(Data items)
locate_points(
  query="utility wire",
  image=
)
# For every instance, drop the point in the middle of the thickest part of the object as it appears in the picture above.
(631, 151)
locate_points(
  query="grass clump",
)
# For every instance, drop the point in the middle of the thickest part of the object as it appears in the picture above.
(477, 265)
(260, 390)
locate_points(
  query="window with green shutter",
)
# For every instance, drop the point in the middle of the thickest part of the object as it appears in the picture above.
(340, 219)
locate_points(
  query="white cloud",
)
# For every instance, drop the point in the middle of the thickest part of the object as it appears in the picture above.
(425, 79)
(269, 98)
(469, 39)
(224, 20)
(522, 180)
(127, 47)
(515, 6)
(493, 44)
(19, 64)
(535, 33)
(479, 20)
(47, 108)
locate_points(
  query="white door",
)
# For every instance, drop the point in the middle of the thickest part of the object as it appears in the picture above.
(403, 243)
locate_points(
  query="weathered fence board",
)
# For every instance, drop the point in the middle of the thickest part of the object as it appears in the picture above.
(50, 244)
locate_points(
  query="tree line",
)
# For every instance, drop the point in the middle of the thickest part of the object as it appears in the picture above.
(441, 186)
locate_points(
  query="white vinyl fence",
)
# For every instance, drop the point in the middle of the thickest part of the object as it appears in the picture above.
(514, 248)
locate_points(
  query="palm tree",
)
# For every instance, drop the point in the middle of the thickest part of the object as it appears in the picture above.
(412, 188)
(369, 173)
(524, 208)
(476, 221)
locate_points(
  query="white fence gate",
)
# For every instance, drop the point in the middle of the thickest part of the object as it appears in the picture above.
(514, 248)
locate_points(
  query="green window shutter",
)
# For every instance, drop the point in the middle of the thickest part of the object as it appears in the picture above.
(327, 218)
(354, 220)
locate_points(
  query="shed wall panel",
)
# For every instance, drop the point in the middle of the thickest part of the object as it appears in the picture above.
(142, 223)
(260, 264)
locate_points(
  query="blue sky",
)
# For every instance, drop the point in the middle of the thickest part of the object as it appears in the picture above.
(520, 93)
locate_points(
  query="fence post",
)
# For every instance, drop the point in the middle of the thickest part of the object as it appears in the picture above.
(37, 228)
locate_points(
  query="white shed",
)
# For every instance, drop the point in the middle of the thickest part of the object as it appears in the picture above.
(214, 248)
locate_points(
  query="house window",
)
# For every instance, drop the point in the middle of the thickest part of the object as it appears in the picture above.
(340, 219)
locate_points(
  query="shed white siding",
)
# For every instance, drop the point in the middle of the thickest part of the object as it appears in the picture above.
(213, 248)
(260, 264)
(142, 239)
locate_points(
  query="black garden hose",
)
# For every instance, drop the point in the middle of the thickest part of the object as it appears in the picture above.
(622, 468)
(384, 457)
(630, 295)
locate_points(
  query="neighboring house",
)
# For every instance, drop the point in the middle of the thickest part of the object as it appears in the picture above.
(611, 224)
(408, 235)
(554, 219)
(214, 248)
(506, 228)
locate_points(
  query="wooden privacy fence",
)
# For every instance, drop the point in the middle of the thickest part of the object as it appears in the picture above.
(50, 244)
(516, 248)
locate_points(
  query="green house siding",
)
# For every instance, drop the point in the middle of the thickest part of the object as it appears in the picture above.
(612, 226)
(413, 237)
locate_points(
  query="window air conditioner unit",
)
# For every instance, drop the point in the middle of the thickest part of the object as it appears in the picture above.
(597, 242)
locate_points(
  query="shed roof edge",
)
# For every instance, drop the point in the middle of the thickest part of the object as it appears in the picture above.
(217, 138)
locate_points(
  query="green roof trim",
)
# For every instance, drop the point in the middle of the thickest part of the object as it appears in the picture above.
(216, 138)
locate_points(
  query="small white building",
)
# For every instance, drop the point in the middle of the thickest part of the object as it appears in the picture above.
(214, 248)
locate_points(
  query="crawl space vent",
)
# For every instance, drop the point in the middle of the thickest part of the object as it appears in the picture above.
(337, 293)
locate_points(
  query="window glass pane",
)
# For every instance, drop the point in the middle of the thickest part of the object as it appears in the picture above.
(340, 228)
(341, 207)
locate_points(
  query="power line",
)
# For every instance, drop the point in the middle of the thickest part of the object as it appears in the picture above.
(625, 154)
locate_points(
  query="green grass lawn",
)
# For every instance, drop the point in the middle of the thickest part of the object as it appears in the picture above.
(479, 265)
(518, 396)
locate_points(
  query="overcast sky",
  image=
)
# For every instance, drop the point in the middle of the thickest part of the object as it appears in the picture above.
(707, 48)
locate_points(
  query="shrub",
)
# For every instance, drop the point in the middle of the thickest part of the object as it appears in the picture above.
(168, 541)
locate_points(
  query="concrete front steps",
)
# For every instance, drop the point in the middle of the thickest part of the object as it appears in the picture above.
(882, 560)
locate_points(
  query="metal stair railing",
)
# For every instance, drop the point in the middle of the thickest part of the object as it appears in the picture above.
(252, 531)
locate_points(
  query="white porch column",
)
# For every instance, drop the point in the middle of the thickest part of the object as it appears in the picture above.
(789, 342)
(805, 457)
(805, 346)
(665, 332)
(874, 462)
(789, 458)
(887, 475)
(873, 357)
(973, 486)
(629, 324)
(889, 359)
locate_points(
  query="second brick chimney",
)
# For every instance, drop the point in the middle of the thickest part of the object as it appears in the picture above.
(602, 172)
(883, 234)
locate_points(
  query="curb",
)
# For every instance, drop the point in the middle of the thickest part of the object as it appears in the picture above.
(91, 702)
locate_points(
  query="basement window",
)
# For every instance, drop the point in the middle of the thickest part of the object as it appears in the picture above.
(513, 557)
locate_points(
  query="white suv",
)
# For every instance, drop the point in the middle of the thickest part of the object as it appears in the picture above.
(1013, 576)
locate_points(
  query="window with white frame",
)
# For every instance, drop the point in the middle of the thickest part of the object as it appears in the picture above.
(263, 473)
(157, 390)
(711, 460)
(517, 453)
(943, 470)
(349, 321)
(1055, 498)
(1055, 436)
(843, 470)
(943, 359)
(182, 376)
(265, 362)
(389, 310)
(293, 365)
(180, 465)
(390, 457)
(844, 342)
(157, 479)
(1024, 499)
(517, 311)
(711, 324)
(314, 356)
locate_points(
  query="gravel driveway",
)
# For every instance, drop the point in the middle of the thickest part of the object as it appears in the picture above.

→ EXERCISE PROMPT
Return every line of the data above in which "house" appears.

→ SOLUTION FOR THIS TASK
  query="house window",
  query="neighboring house",
  query="green house siding",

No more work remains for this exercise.